## Given instruction
Please put the records, from their start through the line containing "POLYGON ((402 333, 407", into a numbered list, leaving out any blank lines.

# # #

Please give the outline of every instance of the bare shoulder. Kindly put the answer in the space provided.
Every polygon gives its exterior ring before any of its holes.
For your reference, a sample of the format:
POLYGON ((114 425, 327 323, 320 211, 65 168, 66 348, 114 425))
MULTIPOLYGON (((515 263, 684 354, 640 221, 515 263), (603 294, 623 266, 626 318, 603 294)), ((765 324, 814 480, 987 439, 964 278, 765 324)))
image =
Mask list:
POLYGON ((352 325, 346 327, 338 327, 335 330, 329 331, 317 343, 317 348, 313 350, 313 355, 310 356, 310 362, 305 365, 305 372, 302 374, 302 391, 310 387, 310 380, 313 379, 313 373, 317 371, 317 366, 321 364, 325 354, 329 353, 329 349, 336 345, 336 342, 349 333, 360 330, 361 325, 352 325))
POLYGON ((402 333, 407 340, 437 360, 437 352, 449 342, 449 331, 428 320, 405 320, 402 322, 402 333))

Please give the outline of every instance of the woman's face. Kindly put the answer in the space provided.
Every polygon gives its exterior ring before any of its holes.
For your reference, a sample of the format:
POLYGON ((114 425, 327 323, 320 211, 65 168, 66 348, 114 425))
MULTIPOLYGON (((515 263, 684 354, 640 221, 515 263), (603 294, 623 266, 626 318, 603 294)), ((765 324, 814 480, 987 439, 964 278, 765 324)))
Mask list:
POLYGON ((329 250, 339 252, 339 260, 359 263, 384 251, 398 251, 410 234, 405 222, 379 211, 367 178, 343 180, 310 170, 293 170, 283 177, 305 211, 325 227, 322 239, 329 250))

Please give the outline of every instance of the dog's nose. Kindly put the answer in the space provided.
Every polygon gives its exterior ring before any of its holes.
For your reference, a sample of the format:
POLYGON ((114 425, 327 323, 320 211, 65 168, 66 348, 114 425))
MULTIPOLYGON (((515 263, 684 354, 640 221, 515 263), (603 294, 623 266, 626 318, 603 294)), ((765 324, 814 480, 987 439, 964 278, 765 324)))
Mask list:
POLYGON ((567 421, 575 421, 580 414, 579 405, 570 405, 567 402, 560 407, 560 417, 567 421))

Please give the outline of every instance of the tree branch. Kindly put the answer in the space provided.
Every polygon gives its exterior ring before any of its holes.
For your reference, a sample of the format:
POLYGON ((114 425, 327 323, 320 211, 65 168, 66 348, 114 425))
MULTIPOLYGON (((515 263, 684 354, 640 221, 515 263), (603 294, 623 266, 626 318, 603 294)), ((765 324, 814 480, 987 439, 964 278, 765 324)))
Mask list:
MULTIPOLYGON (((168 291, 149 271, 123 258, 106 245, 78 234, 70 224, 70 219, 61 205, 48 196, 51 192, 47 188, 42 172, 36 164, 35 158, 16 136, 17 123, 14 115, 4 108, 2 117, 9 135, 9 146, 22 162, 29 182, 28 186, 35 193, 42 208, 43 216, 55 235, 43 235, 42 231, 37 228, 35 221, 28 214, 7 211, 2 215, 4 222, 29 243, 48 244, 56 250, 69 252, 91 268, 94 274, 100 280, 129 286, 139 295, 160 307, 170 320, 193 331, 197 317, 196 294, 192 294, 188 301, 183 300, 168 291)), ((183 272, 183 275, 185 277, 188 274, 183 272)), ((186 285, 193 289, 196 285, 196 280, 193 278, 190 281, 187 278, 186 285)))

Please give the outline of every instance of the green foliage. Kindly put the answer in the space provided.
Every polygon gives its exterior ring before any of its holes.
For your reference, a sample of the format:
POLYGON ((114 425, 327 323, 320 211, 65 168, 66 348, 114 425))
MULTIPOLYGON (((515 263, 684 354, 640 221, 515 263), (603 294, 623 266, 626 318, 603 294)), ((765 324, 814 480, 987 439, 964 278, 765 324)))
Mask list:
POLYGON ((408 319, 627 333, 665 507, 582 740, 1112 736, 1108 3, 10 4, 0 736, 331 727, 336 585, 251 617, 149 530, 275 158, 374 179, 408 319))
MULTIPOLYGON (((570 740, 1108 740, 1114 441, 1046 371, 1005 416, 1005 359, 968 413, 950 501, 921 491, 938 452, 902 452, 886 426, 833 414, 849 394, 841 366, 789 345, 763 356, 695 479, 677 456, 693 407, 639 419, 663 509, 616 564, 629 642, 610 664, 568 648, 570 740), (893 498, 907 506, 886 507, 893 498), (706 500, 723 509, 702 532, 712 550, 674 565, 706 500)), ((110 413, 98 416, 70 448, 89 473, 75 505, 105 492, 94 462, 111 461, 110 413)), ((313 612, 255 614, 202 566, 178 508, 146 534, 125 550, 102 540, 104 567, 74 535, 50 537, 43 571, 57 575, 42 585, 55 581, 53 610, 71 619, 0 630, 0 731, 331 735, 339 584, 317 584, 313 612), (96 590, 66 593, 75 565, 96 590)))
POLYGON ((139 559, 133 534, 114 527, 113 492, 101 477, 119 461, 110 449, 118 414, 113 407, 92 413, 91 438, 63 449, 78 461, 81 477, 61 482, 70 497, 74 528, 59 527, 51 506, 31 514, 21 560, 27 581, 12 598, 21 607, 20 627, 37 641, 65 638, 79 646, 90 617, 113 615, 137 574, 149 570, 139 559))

# # #

## Correct response
1. Please give the outline of every instance of the bare shoulder. Kindly put the answer in the space provided.
2. Every polygon gives its exterior ring before any of its holes.
3. For your reference, a sample of the format:
4. POLYGON ((114 425, 327 323, 320 211, 65 168, 66 348, 114 425))
5. MULTIPOLYGON (((515 263, 684 354, 640 221, 515 263), (603 294, 623 266, 626 318, 603 294)), ((765 324, 814 480, 987 439, 964 278, 765 324)))
6. image =
7. Mask list:
8. POLYGON ((352 325, 346 327, 338 327, 335 330, 329 331, 317 343, 317 348, 313 350, 313 355, 310 356, 310 362, 305 365, 305 372, 302 374, 302 391, 310 387, 310 380, 313 379, 313 373, 317 371, 317 366, 321 364, 325 354, 329 353, 329 349, 336 345, 336 342, 349 333, 360 330, 361 325, 352 325))
9. POLYGON ((402 333, 407 340, 437 360, 437 352, 449 342, 449 331, 428 320, 405 320, 402 322, 402 333))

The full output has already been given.